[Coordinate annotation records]
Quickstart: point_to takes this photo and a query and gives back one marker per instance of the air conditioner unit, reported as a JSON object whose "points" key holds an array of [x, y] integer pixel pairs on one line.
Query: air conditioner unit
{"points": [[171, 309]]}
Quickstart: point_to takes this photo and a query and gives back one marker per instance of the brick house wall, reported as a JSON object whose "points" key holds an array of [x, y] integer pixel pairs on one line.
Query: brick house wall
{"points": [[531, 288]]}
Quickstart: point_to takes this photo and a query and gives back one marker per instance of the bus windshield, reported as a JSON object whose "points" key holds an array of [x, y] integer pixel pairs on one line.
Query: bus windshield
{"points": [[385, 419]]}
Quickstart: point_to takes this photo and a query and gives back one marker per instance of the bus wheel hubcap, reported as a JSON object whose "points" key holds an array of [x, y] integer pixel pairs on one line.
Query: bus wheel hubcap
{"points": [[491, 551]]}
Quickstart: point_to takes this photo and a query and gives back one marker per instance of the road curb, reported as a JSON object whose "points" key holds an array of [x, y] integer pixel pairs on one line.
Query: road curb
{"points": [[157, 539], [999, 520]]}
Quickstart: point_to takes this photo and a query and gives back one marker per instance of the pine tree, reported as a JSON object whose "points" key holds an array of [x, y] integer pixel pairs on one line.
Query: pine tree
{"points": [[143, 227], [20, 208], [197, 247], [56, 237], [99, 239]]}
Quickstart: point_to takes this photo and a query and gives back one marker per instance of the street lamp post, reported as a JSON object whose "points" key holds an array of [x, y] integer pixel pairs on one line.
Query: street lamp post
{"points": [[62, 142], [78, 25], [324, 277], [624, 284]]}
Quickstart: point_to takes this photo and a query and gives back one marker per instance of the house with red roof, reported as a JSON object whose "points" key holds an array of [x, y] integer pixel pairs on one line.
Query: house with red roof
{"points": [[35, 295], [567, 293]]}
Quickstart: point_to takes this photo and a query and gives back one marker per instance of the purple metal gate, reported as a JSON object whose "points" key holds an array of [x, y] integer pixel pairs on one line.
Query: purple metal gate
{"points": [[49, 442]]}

Problem to solve: Print these lines again exactly as they appear, with nothing changed.

Written reply:
Quickstart: point_to takes this photo and a query and gives back one marker per instance of the air conditioner unit, reported as a JSON object whose "points" key holds an array of [x, y] integer pixel pairs on one line.
Query: air conditioner unit
{"points": [[171, 309]]}
Quickstart: point_to takes this photo and a query and gives back one marker per instance of the brick house wall, reported as a JSON object whose "points" key holds an array of [x, y] integer pixel pairs on one line.
Query: brick house wall
{"points": [[531, 288]]}
Quickstart: point_to takes this photo and a query and gives back one marker per instance of the bus windshield, reported as a JSON object whose "points" key holds an array of [x, y] integer pixel pairs on one line.
Query: bus windshield
{"points": [[385, 419]]}
Quickstart: point_to takes this photo and a query and gives back one marker per instance of the bus wheel hubcap, reported as a JSON object whose "points" key holds an array of [x, y] integer pixel pairs on one line.
Query: bus wheel hubcap
{"points": [[491, 551]]}
Quickstart: point_to takes this photo and a query and gives back one marker per instance of the road curb, reported as a JSON object whose "points" key holds an array of [x, y] integer pixel pairs on one line.
Query: road curb
{"points": [[157, 539], [999, 520]]}
Quickstart: point_to takes this photo and a query and gives back one marker per instance of the pine tree, reported as a JSON object whose "points" key holds an array of [x, y] integer pixel pairs on one line.
Query: pine tree
{"points": [[143, 227], [20, 208], [197, 247], [56, 237], [99, 239]]}
Quickstart: point_to takes this photo and a query and gives back one marker per instance of the street lamp post, reported as a JSON object whose "points" key holds an array of [x, y] integer pixel pairs on one line.
Query: street lamp post
{"points": [[62, 142], [78, 25], [324, 277], [624, 284]]}
Quickstart: point_to takes this photo and a query and gives back one marker per instance of the house with red roof, reported as a JSON object whose "points" key holds an array of [x, y] integer pixel pairs on one line.
Query: house with red roof
{"points": [[35, 295], [567, 293]]}
Quickstart: point_to takes this photo and a query and gives back one marker per instance of the purple metal gate, reported as a JSON object whose "points" key holds an array of [x, y] integer pixel pairs on one line.
Query: purple metal gate
{"points": [[49, 442]]}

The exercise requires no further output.